Franchise Corner Entry: PUPPET MASTER
PUPPET MASTER **** USA 1989 90 mins Dir: David Schmoeller
Although it never enjoyed a theatrical release like several earlier Empire Pictures releases, this proved one of Charles Band’s most enduring movie property, expanding the fascination for pint-sized monsters he displayed with DOLLS and creating a long-running franchise in the process.. Set to a typically playful Richard Band score and gorgeously shot by Fulci veteran Sergio Salvati in distinctive, colourful European hues, it opens with a 1939 prologue at the cliff-top Bodega Bay Inn. Eponymous puppet master Toulon (William Hickey) commits suicide while a pair of ominous crooks fails in a bid to steal his lucrative secret.
The present day set-up is nicely old fashioned, as a bunch of psychically linked, offbeat characters gather at the Inn, among them the excellent Irene Miracle as a peculiar mystic (“Don’t go near the fireplace”) and the often unclothed, kinky Kathryn O’Reilly. Striving to uncover the secrets of “the last great alchemist of the 20th century”, they end up unleashing the malevolent puppets Toulon controlled with the powers of his mind. Talented director Schmoeller, who made the superb TOURIST TRAP, has fun finding inventive riffs on familiar slasher movie tropes, from the pursuit and torment of Miracle at the hands of “Pin Head” to the gruesome, bizarre sequence in which O’Reilly suffers a post-coital drilling courtesy of “Tunneller” while her partner is slowly bled by “Leech Woman”, upchucking bloodsuckers on to his chest. Still blindfolded, he assumes it’s just part of their horny role playing. The puppets are expertly brought to life by stop-motion animation master David Allen, and there’s a sadistic edge to their rampage that pays off with a suitably bloody climactic assault on the main human villain.
PUPPET MASTER II **** USA 1991 88 mins Dir : David Allen
Notable as the only movie in which George “Buck” Flower gets savaged by a “Leech Woman” puppet in bed while his wife mistakes the gruesome audio for the familiar sounds of him wanking, this is an inventive sequel with a pleasantly nostalgic Universal horror feel. After an atmospheric opening in which the puppets dig up Toulon, (now played by Steve Welles), this follows another team of psychic investigators exploring the Bodega Bay Inn : “They say Satan’s got a suite of rooms down there!” one enthuses. Stand-outs are eccentric old psychic Nita Talbot and a characteristically horny, clothes-shy Charlie Spradling (retaining sex appeal despite some unflattering early 90’s fashions). Tunneller and Leech Woman are wiped out all too soon, but the other puppets assist the resurrected Toulon (using the pseudonym Chanee and bandaged up like Claude Rains in THE INVISIBLE MAN) in his mission to retrieve precious brain fluid from human victims in order to sustain the puppets’ lifespans and his own immortality. Unusual for horror sequels of the time, this takes time to continue the story in a new direction rather than rehashing its predecessor, while also ensuring the puppets have plenty of screen time under the directorial command of their real life creator, David Allen (in his only feature length directing gig). Spradling’s gratuitous nudity distracts from the blandness of the protagonists, and the flashback story of Toulon’s early puppetry dabblings is well realised, setting the scene for later prequels. Best of all, a sequence in which an obnoxious kid pays the ultimate price for using an Indiana Jones-style whip on his toys, offers one of the most mean-spirited deaths of the whole series as it pays homage to James Whale’s FRANKENSTEIN with its classic riverside encounter between monster and child. The bizarre, blackly comic ending is also satisfying : “We have children to enchant…”

Listed records:
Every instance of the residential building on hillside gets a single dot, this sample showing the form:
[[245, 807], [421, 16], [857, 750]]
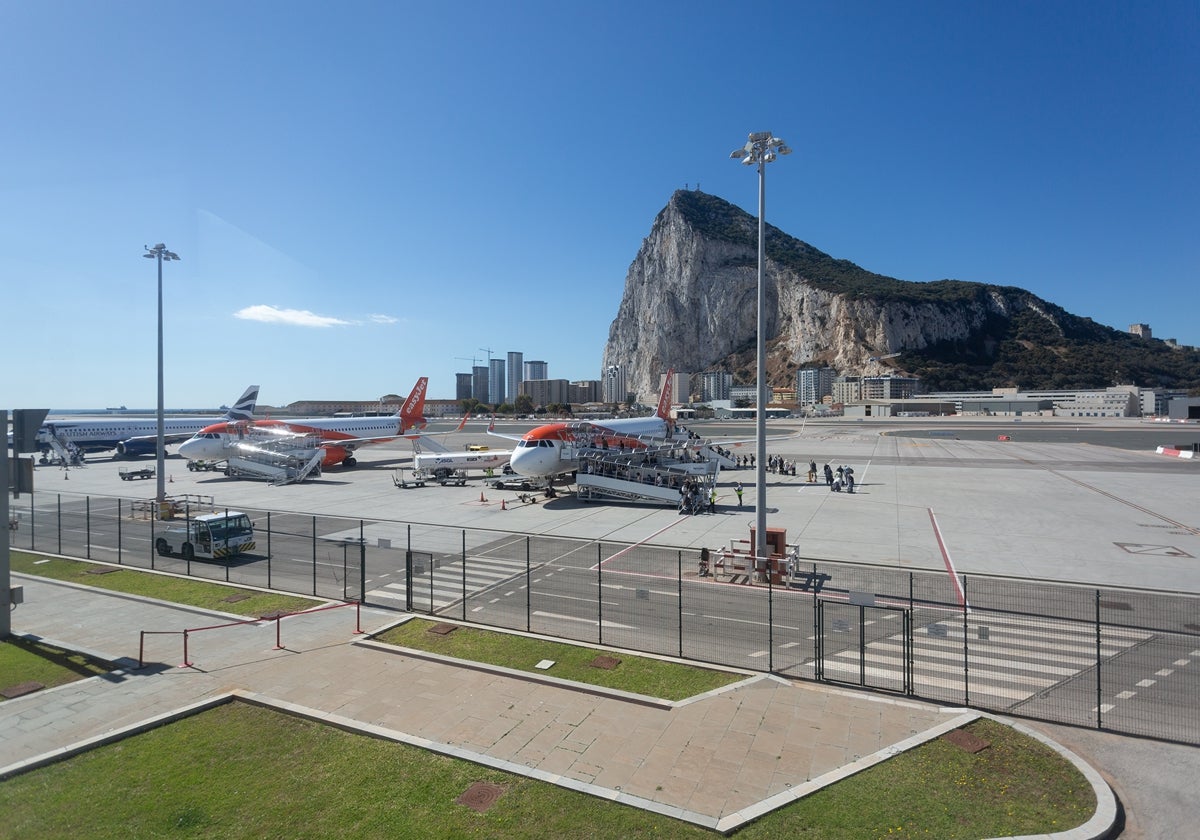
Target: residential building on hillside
[[681, 388], [846, 389], [615, 389], [813, 384], [585, 391], [889, 388], [715, 385]]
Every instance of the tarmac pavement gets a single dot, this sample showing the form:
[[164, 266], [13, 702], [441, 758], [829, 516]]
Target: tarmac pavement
[[719, 760], [1059, 511]]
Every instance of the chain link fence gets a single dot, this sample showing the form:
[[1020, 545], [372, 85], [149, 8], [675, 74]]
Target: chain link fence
[[1126, 660]]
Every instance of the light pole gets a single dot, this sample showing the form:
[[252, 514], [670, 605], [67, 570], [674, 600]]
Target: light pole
[[160, 252], [761, 149]]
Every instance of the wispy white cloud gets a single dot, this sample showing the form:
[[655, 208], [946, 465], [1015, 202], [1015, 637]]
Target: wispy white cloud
[[274, 315]]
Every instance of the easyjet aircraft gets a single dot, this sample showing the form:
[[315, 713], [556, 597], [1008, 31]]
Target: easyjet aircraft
[[550, 450], [340, 437]]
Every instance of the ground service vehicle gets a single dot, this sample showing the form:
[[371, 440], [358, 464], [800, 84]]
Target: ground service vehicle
[[136, 473], [209, 537]]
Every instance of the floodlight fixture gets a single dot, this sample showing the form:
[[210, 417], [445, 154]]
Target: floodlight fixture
[[761, 149]]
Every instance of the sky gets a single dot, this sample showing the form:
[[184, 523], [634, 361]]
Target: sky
[[363, 193]]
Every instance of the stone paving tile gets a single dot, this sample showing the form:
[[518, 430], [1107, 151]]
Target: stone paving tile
[[712, 756]]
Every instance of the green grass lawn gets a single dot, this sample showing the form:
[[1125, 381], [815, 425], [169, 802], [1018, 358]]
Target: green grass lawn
[[240, 771], [165, 587], [639, 675], [23, 661]]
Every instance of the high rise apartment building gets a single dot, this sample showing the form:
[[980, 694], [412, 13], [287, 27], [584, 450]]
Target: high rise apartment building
[[516, 367], [496, 382], [813, 384]]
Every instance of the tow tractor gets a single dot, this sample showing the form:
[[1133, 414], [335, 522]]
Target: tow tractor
[[201, 465], [130, 473], [209, 537]]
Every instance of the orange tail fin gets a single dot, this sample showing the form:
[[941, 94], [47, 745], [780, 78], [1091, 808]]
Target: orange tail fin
[[412, 413]]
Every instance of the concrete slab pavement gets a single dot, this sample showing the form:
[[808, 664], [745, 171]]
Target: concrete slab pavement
[[719, 760]]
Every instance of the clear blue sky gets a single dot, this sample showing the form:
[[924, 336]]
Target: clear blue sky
[[429, 180]]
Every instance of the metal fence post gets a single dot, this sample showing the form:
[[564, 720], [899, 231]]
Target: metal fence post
[[966, 651], [679, 583], [1099, 694], [600, 593], [771, 617]]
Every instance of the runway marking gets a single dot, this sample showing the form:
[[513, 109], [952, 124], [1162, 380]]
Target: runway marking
[[949, 563], [1151, 550]]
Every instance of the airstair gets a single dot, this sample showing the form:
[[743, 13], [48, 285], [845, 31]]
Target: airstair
[[280, 463], [657, 474], [64, 455]]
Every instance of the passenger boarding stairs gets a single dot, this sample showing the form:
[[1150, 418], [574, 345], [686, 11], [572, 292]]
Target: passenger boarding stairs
[[279, 461], [654, 474], [52, 439]]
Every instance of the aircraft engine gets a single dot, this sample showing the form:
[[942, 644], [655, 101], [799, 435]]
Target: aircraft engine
[[334, 456]]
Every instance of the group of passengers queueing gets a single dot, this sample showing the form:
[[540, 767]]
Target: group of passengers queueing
[[696, 498]]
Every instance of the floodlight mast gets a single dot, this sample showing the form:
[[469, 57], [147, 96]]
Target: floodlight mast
[[160, 253], [761, 149]]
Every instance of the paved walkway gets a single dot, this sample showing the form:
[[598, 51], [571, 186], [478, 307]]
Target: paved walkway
[[718, 760]]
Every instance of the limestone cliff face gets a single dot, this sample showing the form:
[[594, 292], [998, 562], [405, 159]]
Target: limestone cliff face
[[690, 303]]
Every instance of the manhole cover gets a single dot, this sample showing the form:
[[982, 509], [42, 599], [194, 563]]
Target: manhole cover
[[965, 741], [480, 796], [21, 689]]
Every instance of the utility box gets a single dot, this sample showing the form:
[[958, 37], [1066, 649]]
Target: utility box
[[777, 541]]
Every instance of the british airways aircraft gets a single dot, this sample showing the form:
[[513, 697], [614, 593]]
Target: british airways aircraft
[[339, 437], [132, 437]]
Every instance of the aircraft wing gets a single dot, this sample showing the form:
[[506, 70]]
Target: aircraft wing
[[168, 438]]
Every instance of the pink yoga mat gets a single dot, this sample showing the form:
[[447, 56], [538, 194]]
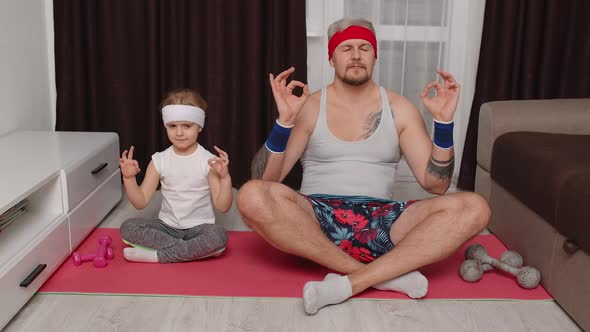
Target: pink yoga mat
[[252, 268]]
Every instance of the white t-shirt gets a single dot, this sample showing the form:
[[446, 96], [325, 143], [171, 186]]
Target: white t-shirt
[[186, 199]]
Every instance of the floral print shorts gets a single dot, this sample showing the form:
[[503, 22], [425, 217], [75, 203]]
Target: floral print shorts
[[359, 225]]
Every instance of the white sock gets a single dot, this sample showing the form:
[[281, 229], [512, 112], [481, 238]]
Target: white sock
[[414, 284], [140, 255], [317, 294]]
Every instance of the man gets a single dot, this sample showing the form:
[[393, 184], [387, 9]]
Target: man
[[350, 137]]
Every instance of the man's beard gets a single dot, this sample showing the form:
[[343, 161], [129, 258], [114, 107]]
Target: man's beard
[[356, 81]]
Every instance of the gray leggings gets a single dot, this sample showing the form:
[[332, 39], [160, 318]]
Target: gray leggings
[[172, 244]]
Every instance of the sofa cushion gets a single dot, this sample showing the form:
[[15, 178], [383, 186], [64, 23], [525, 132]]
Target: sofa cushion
[[550, 173]]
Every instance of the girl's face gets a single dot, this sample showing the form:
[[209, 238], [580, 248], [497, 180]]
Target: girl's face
[[183, 135]]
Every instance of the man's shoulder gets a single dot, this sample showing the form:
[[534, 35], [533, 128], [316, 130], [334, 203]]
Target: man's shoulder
[[398, 101]]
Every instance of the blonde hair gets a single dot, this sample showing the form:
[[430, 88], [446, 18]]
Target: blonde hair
[[184, 97], [346, 22]]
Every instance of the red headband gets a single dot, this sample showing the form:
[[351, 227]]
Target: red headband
[[352, 32]]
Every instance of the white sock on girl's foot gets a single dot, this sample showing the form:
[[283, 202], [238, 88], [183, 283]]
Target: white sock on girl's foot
[[140, 255], [414, 284], [317, 294]]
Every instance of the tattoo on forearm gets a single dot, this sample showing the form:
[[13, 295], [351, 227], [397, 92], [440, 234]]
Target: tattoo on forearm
[[372, 124], [441, 169], [259, 163]]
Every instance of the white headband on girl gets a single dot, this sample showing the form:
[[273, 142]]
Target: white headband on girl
[[189, 113]]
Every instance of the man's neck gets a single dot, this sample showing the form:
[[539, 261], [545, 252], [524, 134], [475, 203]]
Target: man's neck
[[352, 93]]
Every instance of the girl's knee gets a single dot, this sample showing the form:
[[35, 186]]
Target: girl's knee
[[217, 235]]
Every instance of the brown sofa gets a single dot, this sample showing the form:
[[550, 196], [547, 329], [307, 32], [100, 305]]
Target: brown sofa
[[533, 166]]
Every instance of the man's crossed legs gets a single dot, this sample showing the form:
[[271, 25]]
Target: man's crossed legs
[[426, 232]]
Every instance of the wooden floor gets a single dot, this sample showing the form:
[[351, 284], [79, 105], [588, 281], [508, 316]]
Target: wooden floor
[[86, 313]]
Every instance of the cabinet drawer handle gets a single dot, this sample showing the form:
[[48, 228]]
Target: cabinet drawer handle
[[99, 168], [570, 247], [29, 279]]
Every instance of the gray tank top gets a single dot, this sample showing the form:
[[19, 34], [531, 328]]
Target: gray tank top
[[365, 168]]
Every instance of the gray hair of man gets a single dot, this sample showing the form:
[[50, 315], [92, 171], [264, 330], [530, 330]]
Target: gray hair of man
[[343, 23]]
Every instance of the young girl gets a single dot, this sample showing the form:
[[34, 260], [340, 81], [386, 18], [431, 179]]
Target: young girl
[[191, 177]]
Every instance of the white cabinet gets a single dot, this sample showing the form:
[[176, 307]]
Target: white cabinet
[[70, 180]]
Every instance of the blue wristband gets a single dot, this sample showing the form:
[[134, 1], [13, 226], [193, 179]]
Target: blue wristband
[[278, 138], [443, 134]]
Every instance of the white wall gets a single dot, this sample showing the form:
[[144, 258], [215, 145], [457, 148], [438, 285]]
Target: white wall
[[27, 84]]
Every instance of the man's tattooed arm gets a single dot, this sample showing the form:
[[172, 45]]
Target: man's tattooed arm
[[441, 169], [259, 162]]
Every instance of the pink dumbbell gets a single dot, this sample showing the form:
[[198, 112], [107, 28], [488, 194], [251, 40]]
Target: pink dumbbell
[[100, 258]]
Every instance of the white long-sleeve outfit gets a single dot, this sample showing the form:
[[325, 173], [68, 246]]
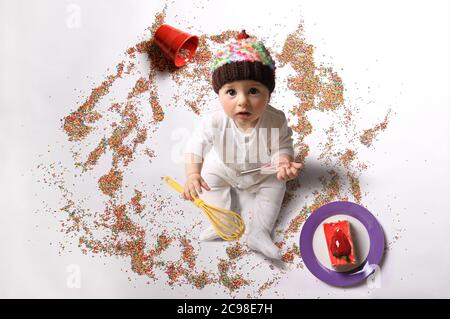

What the task requires: Copy the part of the review that opens with "Franchise Corner Entry: PUPPET" and closes with "his lucrative secret.", replacing "crooks" with "thieves".

Result below:
Franchise Corner Entry: PUPPET MASTER
PUPPET MASTER **** USA 1989 90 mins Dir: David Schmoeller
Although it never enjoyed a theatrical release like several earlier Empire Pictures releases, this proved one of Charles Band’s most enduring movie property, expanding the fascination for pint-sized monsters he displayed with DOLLS and creating a long-running franchise in the process.. Set to a typically playful Richard Band score and gorgeously shot by Fulci veteran Sergio Salvati in distinctive, colourful European hues, it opens with a 1939 prologue at the cliff-top Bodega Bay Inn. Eponymous puppet master Toulon (William Hickey) commits suicide while a pair of ominous thieves fails in a bid to steal his lucrative secret.